--- start of Selection ---
All water uptakes increased with an increase in the soaking time of below 50 days at each pre-determined soaking time and then flattened out when the soaking time was above 50 days (Fig. 2). The MFA treatment at the 5 wt% total solids content significantly lowered the water uptake of the composites over the control at each soaking time. Increasing the total solids content from 5 wt% to 10 wt% did not statistically decrease the water uptake. However, composites at the 15 wt% total solids content had a lower water uptake than those at the 5 wt% total solids content (Fig. 2).

The effect of the total solids content of the MFA solution on the water uptake of kenaf--UPE composites in boiling water is shown in Fig. 3. MFA-treated kenaf--UPE composites at the 5 wt% total solids content had a significantly lower water uptake than the control. Increasing the total solids content from 5 wt% to 10 wt% or 15 wt% did not decrease the water uptake.

Effects of Melamine/Formaldehyde/Acrylamide Molar Ratios on Flexural Properties and Water Resistance of MFA-Treated Kettaf--UPE Composites

Effects of the melamine/formaldehyde/acrylamide molar ratio on flexural properties of the composites are shown in Fig. 4. When compared with the control, the MFA treatment with melamine/formaldehyde/acrylamide molar ratios of 1/6/0, 1/6/1, and 1/6/2 did not improve the flexural strength. A significant increase in the flexural strength was observed when the molar ratio was changed from 1/6/0 to 1/6/1. However, the flexural strength did not significantly change when the molar ratio was further changed from 1/6/1 to 1/6/2. The kenaf--UPE composites at the 1/6/3 molar ratio of melamine/formaldehyde/acrylamide had a significantly higher flexural strength than the control. When kenaf fibers were treated with MF resin alone, that is, at the 1/6/0 molar ratio of melamine/formaldehyde/acrylamide, the flexural modulus of the resulting kenaf--UPE composites was significantly higher than that of the control. The flexural modulus further increased when the molar ratio of melamine/formaldehyde/acrylamide was changed from 1/6/0 to 1/6/1. However, the flexural modulus did not further increase when the molar ratio of melamine/formaldehyde/acrylamide was changed from 1/6/1 to 1/6/2 or 1/6/3. Thus, 1/6/3 was the optimum molar ratio in terms of enhancing the flexural properties.
--- end of Selection ---
--- start of Record list ---
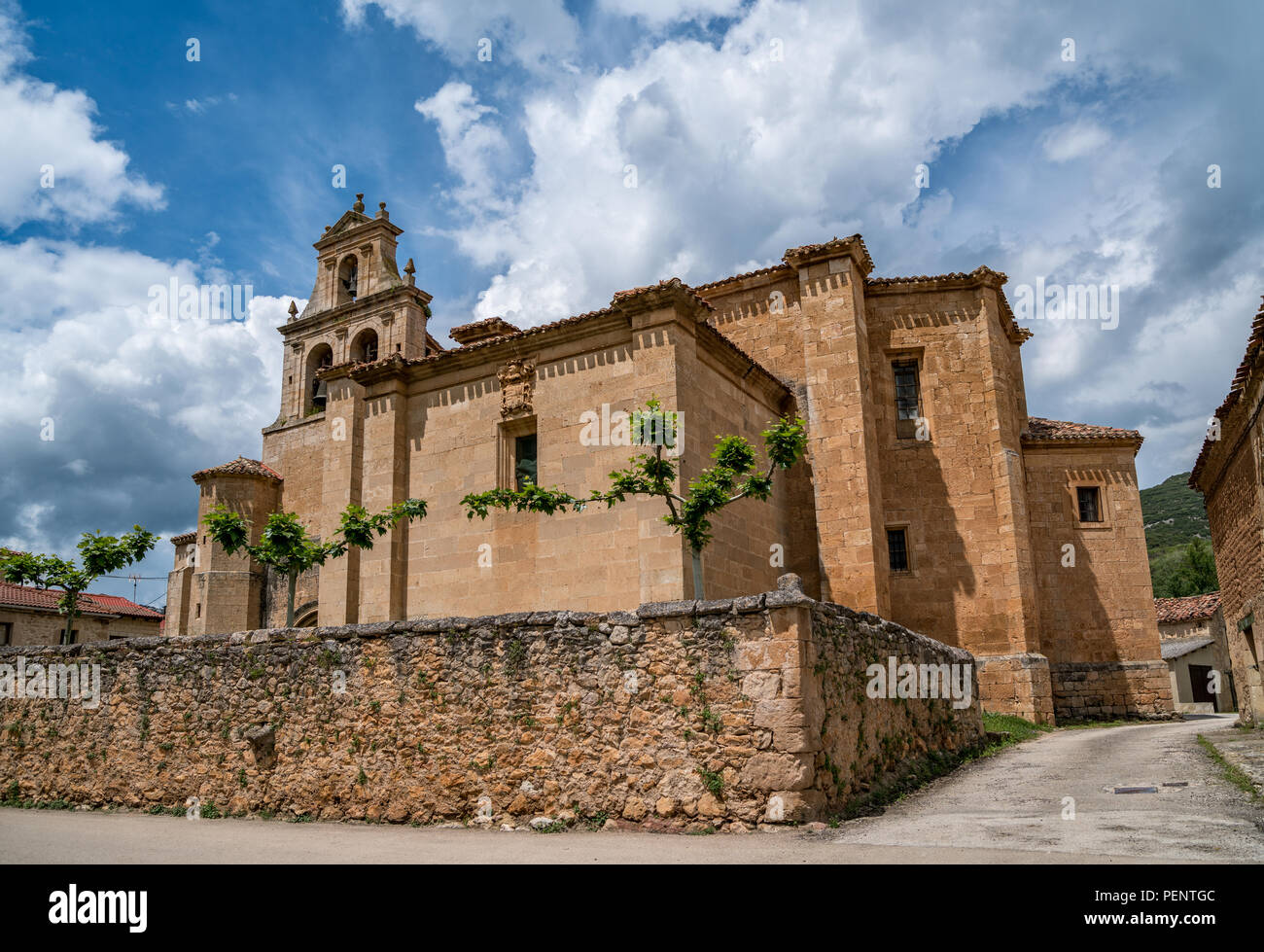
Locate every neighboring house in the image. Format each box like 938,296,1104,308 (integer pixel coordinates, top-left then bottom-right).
0,582,163,645
168,196,1172,722
1154,591,1238,715
1189,297,1264,724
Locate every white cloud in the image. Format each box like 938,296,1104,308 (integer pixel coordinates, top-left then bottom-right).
0,239,304,561
599,0,742,26
0,5,163,229
1040,119,1109,161
424,0,1058,324
413,81,509,211
342,0,579,67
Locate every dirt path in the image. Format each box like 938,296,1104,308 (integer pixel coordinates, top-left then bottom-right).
837,715,1264,863
0,717,1264,864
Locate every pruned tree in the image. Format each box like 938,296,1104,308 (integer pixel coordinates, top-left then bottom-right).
462,400,808,598
0,526,158,645
203,500,426,628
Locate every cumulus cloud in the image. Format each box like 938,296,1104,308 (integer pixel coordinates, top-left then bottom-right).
342,0,579,67
422,1,1058,324
0,239,296,568
394,0,1264,480
413,81,509,211
599,0,742,26
1040,121,1109,161
0,4,163,229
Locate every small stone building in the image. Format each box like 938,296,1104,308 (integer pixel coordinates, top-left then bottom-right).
168,196,1172,722
1154,591,1238,715
1189,297,1264,724
0,582,163,645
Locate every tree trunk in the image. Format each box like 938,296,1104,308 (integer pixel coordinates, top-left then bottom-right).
286,572,298,628
689,548,707,599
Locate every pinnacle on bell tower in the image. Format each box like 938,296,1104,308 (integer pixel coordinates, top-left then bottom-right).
269,193,439,429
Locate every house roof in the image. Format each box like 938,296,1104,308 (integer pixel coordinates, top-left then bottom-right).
193,456,282,483
1189,296,1264,492
0,582,163,620
1159,639,1216,661
1154,591,1220,624
1023,416,1145,446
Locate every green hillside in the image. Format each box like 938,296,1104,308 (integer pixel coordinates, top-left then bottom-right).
1141,473,1211,560
1141,473,1218,598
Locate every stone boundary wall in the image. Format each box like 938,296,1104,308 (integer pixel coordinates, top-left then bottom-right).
0,577,983,829
1049,661,1176,721
977,652,1054,724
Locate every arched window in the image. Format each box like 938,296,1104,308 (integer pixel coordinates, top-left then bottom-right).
335,254,359,304
351,330,378,364
307,344,334,413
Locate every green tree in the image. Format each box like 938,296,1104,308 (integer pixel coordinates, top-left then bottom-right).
203,500,426,627
0,526,158,645
462,400,808,598
1151,539,1220,598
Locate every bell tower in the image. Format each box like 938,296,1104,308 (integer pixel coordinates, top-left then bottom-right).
268,193,439,430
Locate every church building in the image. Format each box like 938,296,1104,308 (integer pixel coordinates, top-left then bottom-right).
167,196,1172,722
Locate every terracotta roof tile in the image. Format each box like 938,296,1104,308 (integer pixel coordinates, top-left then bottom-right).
694,232,873,291
447,317,522,344
193,456,282,483
1023,416,1144,443
1189,298,1264,492
1159,636,1216,661
1154,591,1220,624
0,582,163,620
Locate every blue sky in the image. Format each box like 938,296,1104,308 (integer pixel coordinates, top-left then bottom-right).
0,0,1264,603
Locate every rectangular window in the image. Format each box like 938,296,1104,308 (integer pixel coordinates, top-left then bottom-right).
513,434,538,489
886,528,909,572
892,361,922,440
1075,485,1103,522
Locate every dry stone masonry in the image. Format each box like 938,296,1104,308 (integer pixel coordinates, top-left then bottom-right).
0,576,983,829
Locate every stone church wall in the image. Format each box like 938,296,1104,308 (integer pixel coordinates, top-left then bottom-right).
0,577,982,829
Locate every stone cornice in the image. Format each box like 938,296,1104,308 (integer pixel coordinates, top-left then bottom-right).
277,285,434,336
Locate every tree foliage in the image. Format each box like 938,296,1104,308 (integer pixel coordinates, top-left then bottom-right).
202,500,426,626
0,526,158,644
462,400,808,597
1150,539,1220,598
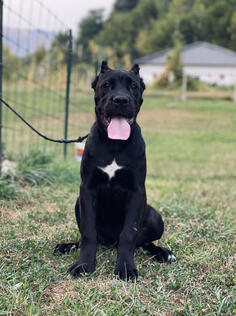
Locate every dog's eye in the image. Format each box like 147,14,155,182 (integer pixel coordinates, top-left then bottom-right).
131,83,138,89
102,82,111,88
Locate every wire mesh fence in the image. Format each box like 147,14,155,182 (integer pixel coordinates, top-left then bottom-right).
0,0,85,163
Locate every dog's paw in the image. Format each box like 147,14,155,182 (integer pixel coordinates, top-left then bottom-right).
154,247,176,263
68,260,95,278
54,242,79,255
115,261,138,281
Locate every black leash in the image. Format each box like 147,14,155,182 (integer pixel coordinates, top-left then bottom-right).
0,98,89,144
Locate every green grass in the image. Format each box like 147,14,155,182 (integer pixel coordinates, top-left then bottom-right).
0,95,236,316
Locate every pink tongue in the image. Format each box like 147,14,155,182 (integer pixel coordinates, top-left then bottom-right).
107,117,130,140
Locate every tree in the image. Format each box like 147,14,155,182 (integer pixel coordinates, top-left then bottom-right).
114,0,139,12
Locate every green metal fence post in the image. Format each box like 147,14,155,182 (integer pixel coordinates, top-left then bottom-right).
0,0,3,176
64,30,72,159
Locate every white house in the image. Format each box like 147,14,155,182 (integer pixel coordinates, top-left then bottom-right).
135,42,236,85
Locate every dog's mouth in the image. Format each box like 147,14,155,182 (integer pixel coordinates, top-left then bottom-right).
104,116,134,140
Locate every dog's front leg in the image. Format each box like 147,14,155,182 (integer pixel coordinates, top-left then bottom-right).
115,189,146,280
69,185,97,277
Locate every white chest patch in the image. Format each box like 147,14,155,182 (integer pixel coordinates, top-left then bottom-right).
98,159,124,180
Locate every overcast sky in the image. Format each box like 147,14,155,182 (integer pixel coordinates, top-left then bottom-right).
3,0,115,31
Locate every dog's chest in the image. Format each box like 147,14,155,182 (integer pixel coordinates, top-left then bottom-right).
98,158,124,180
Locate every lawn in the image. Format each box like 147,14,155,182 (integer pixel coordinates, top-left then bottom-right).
0,93,236,316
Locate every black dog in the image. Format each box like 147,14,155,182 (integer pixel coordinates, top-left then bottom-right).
56,62,176,279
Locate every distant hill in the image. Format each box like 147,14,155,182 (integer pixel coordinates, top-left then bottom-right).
3,27,56,57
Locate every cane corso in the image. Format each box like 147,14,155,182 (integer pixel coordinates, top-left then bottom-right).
56,62,176,280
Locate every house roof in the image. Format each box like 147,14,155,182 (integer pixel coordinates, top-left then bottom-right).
135,42,236,67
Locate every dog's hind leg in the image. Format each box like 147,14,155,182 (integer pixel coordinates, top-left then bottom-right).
54,198,80,255
136,205,176,263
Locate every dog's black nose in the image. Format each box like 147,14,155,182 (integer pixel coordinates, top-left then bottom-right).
113,96,129,105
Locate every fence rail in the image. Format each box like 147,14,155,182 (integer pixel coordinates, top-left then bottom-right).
0,0,73,173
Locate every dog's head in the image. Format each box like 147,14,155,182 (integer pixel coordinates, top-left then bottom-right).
92,61,145,140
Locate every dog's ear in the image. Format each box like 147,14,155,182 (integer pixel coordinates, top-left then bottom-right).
91,76,98,90
101,60,111,73
130,64,140,75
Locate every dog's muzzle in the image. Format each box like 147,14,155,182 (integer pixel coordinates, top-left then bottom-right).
--- end of Record list ---
Task to complete – According to the passage on kenaf–UPE composites, which melamine/formaldehyde/acrylamide molar ratio was optimum for enhancing flexural properties?

Result below – 1/6/3